▶ **TASK**
Repeat the lines from the beginning of the records through the line with "box: [367, 166, 418, 200]", including that line. Leave the pictures out of your answer.

MATERIAL FOR THIS EXERCISE below:

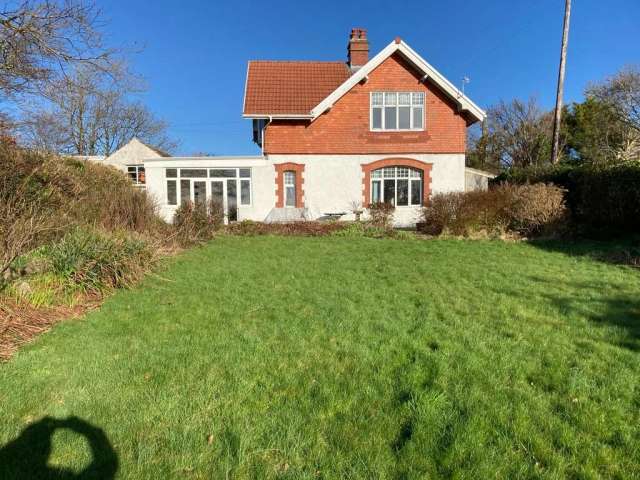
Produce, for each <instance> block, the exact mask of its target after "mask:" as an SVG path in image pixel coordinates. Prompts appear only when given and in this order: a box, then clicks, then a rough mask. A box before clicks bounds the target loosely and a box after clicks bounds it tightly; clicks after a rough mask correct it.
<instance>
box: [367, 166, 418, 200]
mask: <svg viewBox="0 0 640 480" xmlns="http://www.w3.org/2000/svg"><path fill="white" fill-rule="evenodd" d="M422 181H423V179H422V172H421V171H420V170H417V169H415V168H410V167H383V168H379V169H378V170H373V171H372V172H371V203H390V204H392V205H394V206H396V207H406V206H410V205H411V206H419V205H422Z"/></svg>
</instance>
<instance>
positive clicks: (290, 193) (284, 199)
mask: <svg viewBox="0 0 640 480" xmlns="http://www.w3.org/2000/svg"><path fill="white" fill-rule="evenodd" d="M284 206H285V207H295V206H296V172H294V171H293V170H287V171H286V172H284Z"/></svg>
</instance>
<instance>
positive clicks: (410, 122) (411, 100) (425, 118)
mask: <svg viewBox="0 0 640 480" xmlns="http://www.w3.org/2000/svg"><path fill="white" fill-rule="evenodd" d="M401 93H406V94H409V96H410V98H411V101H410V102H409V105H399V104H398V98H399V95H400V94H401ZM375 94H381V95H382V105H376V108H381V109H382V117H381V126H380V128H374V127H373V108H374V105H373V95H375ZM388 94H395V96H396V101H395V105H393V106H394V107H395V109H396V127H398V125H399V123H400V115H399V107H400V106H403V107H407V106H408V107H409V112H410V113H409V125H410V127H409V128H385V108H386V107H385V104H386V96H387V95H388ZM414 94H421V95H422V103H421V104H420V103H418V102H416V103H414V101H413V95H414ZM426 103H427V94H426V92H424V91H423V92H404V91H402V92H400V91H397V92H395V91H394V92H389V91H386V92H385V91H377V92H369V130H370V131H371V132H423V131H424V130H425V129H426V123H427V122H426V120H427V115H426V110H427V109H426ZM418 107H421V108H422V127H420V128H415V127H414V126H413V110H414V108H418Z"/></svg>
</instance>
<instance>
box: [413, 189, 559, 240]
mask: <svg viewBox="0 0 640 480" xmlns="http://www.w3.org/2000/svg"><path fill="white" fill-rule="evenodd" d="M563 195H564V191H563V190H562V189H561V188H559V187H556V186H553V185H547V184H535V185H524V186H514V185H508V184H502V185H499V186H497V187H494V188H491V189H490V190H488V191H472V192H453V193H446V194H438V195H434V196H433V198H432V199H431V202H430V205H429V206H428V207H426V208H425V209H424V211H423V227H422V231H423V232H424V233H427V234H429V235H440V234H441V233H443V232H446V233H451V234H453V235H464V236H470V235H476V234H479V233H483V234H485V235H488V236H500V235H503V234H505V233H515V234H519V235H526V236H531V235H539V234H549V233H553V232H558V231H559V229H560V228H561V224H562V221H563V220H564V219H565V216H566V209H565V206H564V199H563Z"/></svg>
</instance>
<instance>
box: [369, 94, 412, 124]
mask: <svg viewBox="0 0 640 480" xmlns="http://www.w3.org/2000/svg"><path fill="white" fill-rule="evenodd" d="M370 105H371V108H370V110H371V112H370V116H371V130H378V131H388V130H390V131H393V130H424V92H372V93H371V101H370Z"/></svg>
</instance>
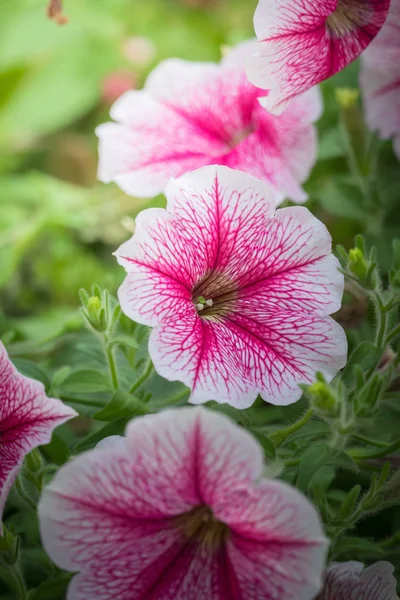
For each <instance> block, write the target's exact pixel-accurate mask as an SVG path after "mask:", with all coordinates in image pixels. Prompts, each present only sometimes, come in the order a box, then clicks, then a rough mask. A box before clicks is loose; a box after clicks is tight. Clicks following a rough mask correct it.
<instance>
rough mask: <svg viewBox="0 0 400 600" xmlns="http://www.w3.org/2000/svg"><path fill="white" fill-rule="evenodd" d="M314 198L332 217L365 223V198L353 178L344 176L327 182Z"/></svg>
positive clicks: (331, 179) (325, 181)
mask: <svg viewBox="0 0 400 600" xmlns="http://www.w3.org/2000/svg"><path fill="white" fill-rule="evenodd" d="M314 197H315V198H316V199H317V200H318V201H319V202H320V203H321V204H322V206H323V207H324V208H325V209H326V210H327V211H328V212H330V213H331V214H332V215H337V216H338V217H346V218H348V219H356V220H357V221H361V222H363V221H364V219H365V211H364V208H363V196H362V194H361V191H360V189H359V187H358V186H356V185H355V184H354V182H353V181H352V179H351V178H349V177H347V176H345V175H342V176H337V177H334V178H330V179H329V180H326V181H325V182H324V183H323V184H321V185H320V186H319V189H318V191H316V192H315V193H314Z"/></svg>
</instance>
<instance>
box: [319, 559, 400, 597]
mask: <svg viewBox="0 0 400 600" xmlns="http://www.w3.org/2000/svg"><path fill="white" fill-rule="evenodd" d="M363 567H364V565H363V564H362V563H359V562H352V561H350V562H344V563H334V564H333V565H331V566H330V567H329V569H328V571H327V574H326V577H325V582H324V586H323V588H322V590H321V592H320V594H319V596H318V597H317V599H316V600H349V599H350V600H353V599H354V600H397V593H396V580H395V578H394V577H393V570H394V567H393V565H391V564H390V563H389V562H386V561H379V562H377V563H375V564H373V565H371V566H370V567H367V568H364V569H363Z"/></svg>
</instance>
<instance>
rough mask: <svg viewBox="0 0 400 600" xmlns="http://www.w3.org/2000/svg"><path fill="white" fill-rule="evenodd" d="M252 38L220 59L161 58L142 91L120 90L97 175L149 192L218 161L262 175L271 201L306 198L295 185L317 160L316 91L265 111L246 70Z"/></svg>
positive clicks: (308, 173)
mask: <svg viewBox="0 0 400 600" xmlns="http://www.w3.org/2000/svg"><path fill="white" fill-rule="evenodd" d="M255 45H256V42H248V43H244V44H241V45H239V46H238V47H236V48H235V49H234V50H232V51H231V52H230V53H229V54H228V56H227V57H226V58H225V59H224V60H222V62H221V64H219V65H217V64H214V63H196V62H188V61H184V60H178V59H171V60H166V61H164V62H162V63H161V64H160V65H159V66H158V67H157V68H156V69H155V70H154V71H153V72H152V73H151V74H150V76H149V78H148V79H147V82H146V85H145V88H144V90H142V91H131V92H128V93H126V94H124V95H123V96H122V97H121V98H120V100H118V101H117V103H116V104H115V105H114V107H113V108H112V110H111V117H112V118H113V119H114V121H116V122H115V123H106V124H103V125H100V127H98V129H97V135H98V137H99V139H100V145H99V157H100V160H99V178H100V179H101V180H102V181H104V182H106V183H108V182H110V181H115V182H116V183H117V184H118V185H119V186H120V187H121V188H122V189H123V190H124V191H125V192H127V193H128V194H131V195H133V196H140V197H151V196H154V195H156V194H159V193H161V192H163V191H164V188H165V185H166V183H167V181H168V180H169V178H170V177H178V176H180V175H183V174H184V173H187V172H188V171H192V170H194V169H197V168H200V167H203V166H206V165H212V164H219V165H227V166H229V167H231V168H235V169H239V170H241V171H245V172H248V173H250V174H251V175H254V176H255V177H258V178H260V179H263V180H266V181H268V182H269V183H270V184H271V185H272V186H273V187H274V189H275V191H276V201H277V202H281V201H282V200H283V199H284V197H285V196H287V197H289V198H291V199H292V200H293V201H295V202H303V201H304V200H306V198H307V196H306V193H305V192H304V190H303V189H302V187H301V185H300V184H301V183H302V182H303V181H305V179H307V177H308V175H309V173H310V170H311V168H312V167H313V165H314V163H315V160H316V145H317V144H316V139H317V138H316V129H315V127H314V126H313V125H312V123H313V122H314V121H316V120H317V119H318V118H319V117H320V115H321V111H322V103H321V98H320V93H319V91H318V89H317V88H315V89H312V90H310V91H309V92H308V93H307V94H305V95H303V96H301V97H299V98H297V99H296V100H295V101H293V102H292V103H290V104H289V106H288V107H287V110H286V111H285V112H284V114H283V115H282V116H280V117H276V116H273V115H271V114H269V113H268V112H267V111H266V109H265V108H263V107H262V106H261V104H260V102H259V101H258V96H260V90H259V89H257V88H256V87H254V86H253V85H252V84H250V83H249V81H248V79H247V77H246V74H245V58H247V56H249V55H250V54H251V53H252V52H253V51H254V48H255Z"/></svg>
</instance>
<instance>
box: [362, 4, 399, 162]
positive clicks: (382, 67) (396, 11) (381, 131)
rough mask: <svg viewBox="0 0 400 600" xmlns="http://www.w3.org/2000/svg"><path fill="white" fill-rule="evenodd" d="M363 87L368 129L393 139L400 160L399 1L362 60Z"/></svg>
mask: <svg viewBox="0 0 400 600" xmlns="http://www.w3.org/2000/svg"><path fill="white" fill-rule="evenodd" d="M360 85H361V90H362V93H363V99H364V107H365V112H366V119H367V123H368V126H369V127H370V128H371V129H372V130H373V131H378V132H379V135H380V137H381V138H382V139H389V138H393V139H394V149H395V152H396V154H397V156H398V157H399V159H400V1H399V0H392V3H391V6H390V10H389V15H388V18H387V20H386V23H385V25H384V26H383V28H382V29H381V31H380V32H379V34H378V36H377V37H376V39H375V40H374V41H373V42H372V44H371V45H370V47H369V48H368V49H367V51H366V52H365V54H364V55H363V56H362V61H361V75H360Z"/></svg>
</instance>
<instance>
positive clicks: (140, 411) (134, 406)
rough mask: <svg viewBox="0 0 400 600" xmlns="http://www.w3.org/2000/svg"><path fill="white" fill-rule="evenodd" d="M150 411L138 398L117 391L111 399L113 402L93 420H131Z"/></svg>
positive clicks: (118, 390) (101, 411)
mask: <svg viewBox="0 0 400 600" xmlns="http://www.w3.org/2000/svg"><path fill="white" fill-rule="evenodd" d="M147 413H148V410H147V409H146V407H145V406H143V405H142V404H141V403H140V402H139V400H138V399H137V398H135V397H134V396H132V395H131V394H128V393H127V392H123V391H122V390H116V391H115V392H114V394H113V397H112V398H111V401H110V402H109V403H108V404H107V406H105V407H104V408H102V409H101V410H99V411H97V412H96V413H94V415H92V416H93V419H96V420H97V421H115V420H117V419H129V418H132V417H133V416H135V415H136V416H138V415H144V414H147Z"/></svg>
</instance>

End of MATERIAL FOR THIS EXERCISE.

▶ **OUTPUT OF THE EXERCISE**
Produce, for each <instance> block, the exact mask of its target after "mask:" as an SVG path in image pixel coordinates. Prompts appear only when given and in this order: a box, then clicks, then a rough mask. A box before clicks bounds the target loosely and a box after clicks bounds it tightly; clicks after a rough mask correct it.
<instance>
box: [367, 166, 418, 200]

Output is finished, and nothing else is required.